WRITTEN INSTRUCTION: Rewrite the part that opens with the line containing "Check the image above for the presence of any scrubland." and closes with the line containing "178 97 184 119", changing "scrubland" to "shrubland" and leaving everything else as it stands. Return only those lines.

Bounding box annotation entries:
**********

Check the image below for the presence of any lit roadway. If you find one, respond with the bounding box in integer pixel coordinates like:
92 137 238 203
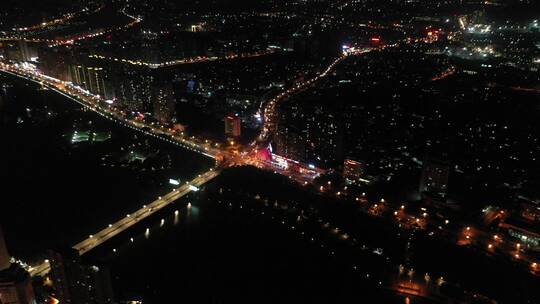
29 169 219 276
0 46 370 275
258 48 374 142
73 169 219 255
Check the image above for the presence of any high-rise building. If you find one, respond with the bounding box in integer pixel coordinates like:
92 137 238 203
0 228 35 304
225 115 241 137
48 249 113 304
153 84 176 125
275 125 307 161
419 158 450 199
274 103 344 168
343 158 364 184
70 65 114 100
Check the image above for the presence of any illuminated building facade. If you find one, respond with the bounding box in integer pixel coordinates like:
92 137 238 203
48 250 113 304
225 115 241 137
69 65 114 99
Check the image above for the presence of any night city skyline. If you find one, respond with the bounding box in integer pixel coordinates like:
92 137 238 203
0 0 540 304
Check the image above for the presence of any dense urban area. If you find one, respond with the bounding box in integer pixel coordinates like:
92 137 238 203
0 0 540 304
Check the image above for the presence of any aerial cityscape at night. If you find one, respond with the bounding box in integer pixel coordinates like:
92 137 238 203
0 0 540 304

**********

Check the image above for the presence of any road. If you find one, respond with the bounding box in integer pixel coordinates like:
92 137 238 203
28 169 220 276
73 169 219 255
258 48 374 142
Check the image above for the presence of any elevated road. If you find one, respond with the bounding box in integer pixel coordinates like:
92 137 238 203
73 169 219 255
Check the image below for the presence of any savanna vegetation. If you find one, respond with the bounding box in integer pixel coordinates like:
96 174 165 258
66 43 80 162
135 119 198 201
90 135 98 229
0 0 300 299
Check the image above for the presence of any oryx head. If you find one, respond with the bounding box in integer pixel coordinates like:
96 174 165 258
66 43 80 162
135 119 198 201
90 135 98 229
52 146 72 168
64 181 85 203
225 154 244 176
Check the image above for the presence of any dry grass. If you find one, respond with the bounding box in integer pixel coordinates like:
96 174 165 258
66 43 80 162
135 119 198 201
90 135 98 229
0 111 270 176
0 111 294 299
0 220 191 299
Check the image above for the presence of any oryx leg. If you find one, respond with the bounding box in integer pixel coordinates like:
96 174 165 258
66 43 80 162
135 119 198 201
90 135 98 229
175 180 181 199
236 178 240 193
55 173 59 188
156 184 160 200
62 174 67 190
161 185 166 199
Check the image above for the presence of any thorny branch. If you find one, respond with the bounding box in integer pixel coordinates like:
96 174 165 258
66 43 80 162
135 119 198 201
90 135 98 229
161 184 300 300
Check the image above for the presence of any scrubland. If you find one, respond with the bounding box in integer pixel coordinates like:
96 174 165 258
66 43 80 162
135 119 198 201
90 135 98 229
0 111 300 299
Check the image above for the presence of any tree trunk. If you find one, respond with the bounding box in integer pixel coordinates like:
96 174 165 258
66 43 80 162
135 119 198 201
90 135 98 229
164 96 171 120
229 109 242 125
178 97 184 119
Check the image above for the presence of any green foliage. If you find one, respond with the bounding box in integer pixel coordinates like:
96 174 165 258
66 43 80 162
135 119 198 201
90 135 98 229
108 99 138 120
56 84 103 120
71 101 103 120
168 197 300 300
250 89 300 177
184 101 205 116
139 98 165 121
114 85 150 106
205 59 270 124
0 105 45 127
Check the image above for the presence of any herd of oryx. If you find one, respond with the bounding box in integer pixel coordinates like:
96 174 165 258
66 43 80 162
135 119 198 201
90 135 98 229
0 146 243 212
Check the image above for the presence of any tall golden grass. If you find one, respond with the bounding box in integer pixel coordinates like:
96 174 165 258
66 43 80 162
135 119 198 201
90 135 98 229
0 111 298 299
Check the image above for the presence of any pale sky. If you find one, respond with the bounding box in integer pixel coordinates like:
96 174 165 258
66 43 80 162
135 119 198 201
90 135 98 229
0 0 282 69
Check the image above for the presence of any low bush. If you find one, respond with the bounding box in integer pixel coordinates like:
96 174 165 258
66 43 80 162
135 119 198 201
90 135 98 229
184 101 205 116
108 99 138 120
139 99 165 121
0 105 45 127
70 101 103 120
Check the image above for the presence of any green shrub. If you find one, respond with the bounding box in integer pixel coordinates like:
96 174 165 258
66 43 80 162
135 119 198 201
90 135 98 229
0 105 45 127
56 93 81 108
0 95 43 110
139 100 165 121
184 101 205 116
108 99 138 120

**********

COMPLETED TASK:
Check the image above for the presence of any shrubland. If you find one, respond with the bounding box in integer pixel coordinates like:
96 174 165 258
66 43 80 162
135 119 198 201
90 135 98 229
0 111 300 299
Check the image above for the presence of any tree trunk. If you find one, respond with the bounding box in integer pixel coordinates like:
96 174 165 258
66 43 80 162
135 119 198 201
90 135 98 229
164 96 171 120
229 109 242 125
178 97 184 119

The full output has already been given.